YOUR OBJECTIVE
Your answer should consist only of the line with "Vision module – locates any young" and the lines after it, reproduced exactly through the end of the entries below.

Text-to-region grounding data

[Start of Attachment]

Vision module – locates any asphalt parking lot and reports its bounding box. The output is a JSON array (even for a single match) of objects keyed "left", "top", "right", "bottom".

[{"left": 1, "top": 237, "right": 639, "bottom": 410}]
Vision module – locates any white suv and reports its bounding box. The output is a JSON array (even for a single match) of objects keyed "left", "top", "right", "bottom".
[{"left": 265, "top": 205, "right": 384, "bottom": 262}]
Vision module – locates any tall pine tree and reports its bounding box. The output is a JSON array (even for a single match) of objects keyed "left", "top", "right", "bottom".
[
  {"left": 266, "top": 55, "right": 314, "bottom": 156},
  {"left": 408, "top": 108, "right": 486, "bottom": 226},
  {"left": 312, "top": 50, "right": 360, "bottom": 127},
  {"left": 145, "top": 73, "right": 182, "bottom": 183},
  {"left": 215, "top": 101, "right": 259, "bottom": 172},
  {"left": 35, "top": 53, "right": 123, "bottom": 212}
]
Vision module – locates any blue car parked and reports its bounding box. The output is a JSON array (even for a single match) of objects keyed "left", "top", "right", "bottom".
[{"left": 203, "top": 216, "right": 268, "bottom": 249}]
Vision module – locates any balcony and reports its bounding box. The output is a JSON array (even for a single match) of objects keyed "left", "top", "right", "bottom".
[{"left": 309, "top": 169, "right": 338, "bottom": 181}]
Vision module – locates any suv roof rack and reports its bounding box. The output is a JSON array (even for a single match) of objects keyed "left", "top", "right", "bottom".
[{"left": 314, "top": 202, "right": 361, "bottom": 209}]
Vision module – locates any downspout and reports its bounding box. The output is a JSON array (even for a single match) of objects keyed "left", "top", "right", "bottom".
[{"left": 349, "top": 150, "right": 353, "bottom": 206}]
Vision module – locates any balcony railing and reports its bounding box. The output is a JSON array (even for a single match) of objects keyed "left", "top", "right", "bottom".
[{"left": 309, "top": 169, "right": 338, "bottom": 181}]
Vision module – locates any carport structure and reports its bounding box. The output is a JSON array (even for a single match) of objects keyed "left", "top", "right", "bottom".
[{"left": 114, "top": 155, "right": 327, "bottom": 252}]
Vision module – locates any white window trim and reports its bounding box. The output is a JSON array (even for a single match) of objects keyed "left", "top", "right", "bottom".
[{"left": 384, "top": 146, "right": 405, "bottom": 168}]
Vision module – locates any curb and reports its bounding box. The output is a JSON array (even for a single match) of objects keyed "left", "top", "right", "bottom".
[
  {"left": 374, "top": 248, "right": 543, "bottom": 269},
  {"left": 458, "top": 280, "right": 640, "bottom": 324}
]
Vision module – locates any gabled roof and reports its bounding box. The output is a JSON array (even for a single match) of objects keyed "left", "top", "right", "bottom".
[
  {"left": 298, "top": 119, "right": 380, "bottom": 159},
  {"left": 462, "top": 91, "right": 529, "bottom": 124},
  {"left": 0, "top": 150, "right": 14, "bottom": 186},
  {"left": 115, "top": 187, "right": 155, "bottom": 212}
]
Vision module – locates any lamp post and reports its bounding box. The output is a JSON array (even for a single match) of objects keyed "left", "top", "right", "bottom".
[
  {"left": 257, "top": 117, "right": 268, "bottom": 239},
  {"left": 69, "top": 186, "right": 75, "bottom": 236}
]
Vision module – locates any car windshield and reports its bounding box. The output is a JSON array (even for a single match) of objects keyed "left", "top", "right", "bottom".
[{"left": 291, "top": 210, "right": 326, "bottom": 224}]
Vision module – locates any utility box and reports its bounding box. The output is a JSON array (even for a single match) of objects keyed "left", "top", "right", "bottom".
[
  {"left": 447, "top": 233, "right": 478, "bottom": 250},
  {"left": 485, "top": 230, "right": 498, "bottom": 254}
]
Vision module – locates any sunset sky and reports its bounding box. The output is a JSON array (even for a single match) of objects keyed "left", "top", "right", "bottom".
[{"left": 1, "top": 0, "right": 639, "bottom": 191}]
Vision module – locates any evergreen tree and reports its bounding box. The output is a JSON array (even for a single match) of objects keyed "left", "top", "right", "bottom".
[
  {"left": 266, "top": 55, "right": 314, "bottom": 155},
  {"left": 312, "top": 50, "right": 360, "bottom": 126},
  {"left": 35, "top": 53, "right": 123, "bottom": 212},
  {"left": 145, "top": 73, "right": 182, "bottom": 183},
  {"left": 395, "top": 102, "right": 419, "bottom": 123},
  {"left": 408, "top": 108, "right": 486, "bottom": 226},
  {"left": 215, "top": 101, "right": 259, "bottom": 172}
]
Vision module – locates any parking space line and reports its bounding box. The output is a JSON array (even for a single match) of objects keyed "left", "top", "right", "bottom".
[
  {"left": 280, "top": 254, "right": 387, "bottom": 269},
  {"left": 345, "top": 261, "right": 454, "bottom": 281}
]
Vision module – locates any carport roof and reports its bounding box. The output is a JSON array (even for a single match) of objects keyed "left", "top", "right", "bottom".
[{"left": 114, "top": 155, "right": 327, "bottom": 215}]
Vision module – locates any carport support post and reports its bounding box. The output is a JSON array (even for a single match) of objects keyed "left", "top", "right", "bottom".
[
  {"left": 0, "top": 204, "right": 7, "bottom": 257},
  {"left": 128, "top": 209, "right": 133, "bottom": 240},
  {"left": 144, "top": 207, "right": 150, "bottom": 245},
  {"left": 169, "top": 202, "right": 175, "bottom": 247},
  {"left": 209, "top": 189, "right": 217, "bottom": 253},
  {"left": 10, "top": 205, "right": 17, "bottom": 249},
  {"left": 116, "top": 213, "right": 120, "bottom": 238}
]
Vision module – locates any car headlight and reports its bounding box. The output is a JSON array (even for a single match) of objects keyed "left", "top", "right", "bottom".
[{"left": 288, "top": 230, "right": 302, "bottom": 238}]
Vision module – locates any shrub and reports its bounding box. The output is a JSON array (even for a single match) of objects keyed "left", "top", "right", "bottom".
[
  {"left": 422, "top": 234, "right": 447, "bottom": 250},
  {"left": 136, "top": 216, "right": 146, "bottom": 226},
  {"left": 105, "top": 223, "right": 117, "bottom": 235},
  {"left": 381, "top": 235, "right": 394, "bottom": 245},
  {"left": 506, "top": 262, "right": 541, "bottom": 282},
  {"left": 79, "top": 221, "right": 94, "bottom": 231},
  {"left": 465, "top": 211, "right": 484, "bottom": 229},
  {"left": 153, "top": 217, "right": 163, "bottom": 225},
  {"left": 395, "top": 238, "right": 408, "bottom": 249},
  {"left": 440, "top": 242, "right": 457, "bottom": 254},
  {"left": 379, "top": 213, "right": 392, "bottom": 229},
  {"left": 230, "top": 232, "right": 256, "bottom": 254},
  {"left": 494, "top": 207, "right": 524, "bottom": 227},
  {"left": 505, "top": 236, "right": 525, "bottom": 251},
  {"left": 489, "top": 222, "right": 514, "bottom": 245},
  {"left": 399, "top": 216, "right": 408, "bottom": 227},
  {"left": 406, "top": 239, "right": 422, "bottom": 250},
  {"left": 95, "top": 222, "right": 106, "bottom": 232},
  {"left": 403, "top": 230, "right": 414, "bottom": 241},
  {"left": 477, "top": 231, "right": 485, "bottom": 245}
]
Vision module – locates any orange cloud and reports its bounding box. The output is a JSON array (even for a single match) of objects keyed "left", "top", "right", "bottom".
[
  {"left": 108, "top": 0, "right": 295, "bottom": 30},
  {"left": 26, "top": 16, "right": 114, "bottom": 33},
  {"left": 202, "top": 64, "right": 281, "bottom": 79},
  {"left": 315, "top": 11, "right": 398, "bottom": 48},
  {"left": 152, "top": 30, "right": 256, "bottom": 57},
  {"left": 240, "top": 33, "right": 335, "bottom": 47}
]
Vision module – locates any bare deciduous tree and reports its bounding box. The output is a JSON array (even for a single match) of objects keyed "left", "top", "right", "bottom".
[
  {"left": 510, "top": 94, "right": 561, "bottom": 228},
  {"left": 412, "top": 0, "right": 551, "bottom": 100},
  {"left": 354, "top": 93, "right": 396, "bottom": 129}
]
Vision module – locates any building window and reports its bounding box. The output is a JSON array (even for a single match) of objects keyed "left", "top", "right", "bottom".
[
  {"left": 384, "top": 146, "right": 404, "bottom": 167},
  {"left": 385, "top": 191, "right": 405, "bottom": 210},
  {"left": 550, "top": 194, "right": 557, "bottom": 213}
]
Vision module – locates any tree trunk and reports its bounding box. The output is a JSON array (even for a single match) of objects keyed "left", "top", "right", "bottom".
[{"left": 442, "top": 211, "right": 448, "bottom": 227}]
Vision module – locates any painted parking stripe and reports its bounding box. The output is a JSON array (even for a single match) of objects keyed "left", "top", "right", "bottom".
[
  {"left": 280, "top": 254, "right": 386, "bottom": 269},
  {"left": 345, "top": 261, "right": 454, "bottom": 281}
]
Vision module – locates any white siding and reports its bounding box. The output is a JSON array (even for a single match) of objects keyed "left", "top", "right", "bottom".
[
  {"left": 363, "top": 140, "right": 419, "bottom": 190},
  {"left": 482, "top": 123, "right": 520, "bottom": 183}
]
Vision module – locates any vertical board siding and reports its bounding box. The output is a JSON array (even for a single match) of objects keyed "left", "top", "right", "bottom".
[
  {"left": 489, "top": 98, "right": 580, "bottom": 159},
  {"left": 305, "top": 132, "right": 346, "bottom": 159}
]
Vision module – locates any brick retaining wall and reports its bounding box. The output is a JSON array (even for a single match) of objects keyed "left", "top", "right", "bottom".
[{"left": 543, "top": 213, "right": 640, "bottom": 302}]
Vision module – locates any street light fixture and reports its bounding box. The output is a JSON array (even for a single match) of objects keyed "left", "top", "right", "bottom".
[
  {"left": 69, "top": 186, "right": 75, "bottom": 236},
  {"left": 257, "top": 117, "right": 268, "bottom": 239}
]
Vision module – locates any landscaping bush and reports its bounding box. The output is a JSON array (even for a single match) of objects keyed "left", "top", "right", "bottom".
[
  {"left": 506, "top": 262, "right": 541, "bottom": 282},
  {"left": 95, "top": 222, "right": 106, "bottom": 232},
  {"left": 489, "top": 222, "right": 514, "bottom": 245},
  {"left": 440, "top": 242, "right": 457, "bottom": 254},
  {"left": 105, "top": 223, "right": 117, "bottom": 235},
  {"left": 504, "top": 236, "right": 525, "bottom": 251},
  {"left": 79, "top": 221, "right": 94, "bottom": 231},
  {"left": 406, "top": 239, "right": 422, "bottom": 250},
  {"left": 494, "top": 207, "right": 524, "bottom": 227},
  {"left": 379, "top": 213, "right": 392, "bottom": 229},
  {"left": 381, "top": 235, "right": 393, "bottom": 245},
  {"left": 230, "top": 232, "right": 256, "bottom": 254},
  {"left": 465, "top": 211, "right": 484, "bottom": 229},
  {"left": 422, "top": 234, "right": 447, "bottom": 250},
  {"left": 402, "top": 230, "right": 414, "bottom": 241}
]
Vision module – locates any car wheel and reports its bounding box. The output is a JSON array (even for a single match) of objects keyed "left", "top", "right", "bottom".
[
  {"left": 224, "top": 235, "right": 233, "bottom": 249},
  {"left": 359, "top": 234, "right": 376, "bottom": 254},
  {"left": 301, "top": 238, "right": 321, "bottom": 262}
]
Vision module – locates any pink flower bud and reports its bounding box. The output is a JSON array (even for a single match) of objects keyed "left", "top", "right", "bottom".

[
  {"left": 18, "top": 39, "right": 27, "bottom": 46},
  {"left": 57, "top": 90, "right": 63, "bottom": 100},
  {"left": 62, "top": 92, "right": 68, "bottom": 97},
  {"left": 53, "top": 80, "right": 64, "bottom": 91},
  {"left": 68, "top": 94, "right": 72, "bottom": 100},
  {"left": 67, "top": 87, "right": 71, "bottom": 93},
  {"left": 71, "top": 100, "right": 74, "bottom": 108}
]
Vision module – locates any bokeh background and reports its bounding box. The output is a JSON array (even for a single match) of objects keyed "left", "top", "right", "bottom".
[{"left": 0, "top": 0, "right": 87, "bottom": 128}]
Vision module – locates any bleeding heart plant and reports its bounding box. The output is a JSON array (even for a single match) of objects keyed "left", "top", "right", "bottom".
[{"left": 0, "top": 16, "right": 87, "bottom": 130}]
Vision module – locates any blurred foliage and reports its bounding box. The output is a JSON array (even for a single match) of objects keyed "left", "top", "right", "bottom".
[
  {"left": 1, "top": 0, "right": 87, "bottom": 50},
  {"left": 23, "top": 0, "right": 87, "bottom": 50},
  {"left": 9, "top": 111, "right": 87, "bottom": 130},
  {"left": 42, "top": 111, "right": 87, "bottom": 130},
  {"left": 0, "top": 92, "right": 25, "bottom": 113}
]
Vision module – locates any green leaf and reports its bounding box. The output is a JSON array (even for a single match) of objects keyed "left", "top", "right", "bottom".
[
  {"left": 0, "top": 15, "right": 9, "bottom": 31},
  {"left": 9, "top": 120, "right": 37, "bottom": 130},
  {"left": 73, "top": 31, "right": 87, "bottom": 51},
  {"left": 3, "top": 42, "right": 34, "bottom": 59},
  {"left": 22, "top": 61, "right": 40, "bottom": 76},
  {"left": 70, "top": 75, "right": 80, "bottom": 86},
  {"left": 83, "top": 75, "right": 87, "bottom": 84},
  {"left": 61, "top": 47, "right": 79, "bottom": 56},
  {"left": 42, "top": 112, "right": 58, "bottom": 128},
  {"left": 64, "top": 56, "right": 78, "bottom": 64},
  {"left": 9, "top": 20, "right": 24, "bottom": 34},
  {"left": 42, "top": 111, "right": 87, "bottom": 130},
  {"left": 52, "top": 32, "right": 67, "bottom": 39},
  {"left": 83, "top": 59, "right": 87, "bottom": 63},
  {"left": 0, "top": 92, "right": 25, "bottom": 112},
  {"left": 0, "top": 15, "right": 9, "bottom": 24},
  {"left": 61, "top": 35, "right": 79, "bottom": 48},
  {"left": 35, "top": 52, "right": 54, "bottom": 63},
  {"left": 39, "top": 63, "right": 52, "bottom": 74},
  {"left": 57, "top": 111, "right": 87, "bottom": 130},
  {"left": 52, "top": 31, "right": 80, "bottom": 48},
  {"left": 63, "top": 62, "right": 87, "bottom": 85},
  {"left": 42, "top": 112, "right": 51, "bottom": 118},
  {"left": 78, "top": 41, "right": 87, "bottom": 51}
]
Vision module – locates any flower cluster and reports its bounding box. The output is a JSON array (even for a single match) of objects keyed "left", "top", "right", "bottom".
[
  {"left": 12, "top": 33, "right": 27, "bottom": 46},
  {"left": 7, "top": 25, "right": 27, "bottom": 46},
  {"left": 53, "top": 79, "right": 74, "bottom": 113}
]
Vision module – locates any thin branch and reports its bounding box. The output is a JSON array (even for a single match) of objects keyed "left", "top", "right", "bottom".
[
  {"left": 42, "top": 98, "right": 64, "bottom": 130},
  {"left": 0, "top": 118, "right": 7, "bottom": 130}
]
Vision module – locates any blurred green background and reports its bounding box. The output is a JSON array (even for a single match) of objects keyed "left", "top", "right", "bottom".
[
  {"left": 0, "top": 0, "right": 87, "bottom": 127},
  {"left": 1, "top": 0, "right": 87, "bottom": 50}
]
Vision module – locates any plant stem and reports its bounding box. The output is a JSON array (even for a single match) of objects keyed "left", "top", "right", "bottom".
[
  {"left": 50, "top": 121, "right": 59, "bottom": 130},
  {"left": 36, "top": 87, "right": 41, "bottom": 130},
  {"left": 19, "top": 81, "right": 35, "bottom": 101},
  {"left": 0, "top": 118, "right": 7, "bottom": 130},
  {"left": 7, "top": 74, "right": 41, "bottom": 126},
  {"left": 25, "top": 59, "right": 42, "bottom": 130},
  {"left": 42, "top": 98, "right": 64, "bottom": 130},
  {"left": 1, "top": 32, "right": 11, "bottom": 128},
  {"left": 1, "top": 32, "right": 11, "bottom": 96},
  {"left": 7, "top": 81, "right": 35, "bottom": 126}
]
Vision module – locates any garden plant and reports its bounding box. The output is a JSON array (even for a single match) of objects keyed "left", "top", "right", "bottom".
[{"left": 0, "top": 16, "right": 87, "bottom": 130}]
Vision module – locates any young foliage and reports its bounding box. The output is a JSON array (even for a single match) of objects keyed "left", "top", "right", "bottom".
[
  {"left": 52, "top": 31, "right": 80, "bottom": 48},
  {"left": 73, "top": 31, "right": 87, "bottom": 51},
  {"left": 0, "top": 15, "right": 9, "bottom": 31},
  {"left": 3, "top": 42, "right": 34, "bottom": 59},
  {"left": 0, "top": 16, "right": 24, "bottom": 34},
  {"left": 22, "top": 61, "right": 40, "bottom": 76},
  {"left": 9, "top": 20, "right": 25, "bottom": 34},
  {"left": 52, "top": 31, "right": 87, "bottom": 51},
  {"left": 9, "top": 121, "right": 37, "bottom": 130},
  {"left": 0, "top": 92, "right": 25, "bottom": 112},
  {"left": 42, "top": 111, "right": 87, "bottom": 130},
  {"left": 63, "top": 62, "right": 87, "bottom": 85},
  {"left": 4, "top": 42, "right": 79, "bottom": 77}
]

[End of Attachment]

WRITTEN ANSWER
Vision module – locates any young foliage and reports its bounding box. The output is a JSON array (even for a single match) of objects keyed "left", "top", "right", "bottom".
[
  {"left": 52, "top": 31, "right": 80, "bottom": 48},
  {"left": 73, "top": 31, "right": 87, "bottom": 51},
  {"left": 0, "top": 15, "right": 9, "bottom": 31},
  {"left": 3, "top": 42, "right": 34, "bottom": 59},
  {"left": 0, "top": 16, "right": 24, "bottom": 34},
  {"left": 22, "top": 61, "right": 40, "bottom": 76},
  {"left": 9, "top": 20, "right": 25, "bottom": 34},
  {"left": 52, "top": 31, "right": 87, "bottom": 51},
  {"left": 9, "top": 121, "right": 37, "bottom": 130},
  {"left": 0, "top": 92, "right": 25, "bottom": 112},
  {"left": 42, "top": 111, "right": 87, "bottom": 130},
  {"left": 63, "top": 62, "right": 87, "bottom": 85},
  {"left": 4, "top": 42, "right": 79, "bottom": 77}
]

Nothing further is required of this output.